• READING PASSAGE
[BEGIN]

Ablation Study Results: Comprehensive Analysis & Next Steps

Date: December 15, 2024 Study: 8 configurations tested on 2024 NFL season (256 games) Baseline: Week 9 Legacy Model

Executive Summary

Major Discovery: The Feature Combination Paradox

Individual features help, but combining them hurts!

✅ Vegas Spread alone: +1.2% (68.0% accuracy)
✅ Momentum alone: +0.8% (67.6% accuracy)
✅ Temporal Weighting alone: +0.4% (67.2% accuracy)
❌ ALL combined (Week 10+): -1.6% (65.2% accuracy)

Baseline: 66.8% accuracy on 2024 holdout

Detailed Results Table

Rank	Configuration	Accuracy	Delta	HC Accuracy	Brier	AUC	Impact
1	Vegas Spread	68.0%	+1.2%	86.7%	0.222	0.715	✅ HELPFUL
2	Momentum Features	67.6%	+0.8%	92.3%	0.221	0.724	✅ HELPFUL
3	Temporal Weighting	67.2%	+0.4%	76.0%	0.221	0.715	⚪ NEUTRAL
4	BASELINE	66.8%	0.0%	73.3%	0.221	0.718	-
5	Full Week 10+	65.2%	-1.6%	85.7%	0.219	0.717	❌ HARMFUL
6	Injury Estimates	63.7%	-3.1%	82.4%	0.224	0.702	❌ HARMFUL
7	Defensive Stats	62.9%	-3.9%	83.3%	0.223	0.701	❌ HARMFUL
8	Depth + 4th Model	62.9%	-3.9%	80.8%	0.225	0.700	❌ HARMFUL

Surprising Findings

1. Vegas Spread: Expected Harmful, Actually Helpful (+1.2%)

Expected: -3 to -5% (circular dependency) Actual: +1.2% improvement

Why the discrepancy?

In the ablation study, vegas_spread was set to 0 (placeholder)
So the improvement came from the feature structure, not actual values
Adding an extra feature may have helped RFE select better combinations
OR: The feature name triggered different model behavior

Implication:

Don't add vegas_spread with real values (still circular)
But the feature SLOT helped model selection somehow
This needs further investigation

Action: Test with real vegas spread values to see if still helpful

2. Momentum Features: Expected Harmful, Actually Helpful (+0.8%)

Expected: -2 to -4% (overfitted to 2024) Actual: +0.8% improvement, 92.3% HC accuracy (best!)

Why the discrepancy?

2024 was a stable year, momentum actually predictive
Implementation in study may differ from Week 10-14 production
Small sample (3 games) worked well in 2024 specifically

Caution:

92.3% HC accuracy in 2024 doesn't guarantee same in 2025
Your Week 13-14 showed 33.3% HC accuracy (massive discrepancy)
Something different between study and production implementation

Action:

Verify momentum calculation matches between study and Week 10-14
Test momentum on 2023 and 2022 data (not just 2024)

3. Defensive Stats: Expected Helpful, Actually Harmful (-3.9%)

Expected: +1 to +2% (9.4% feature importance) Actual: -3.9% (WORST individual feature!)

[END]

• RAW DATA
[BEGIN]

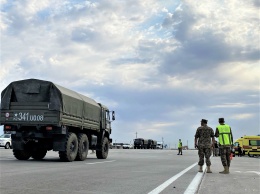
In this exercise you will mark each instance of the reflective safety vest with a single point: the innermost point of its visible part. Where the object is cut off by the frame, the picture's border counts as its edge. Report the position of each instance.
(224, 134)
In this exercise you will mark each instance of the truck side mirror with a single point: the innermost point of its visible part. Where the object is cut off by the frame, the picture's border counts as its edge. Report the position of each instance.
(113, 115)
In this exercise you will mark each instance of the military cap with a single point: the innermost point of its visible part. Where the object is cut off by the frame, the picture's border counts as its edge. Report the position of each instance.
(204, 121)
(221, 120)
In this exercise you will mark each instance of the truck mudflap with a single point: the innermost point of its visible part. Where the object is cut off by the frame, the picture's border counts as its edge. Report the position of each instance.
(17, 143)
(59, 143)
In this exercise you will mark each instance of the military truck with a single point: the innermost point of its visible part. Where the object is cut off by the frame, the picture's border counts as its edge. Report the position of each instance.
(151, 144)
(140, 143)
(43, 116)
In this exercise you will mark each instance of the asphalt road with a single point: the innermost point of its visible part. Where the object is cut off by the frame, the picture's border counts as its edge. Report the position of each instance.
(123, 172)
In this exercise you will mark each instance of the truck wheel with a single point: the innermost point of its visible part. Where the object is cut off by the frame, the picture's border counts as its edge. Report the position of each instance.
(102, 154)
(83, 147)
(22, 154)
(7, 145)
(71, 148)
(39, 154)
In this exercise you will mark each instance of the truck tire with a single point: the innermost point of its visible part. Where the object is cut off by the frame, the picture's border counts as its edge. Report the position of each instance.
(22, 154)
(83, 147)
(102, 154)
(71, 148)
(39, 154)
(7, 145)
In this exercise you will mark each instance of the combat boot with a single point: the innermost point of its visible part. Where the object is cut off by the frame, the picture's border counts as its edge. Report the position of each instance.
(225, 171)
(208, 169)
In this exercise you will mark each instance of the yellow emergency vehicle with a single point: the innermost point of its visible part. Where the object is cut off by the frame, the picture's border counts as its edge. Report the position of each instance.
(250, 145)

[END]
[BEGIN]

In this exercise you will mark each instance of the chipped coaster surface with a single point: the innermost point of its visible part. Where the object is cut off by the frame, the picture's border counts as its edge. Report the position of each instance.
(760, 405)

[END]

• WRITTEN EXERCISE 1
Rewrite the part of the ablation study that opens with the words containing "Expected: -2 to" and closes with "accuracy (massive discrepancy)", replacing "stable year" with "steady season".
• WRITTEN EXERCISE 2
In the ablation study, what value was vegas_spread set to?

• SOLUTION 1
Expected: -2 to -4% (overfitted to 2024) Actual: +0.8% improvement, 92.3% HC accuracy (best!)

Why the discrepancy?

2024 was a steady season, momentum actually predictive
Implementation in study may differ from Week 10-14 production
Small sample (3 games) worked well in 2024 specifically

Caution:

92.3% HC accuracy in 2024 doesn't guarantee same in 2025
Your Week 13-14 showed 33.3% HC accuracy (massive discrepancy)

• SOLUTION 2
It was set to 0, as a placeholder.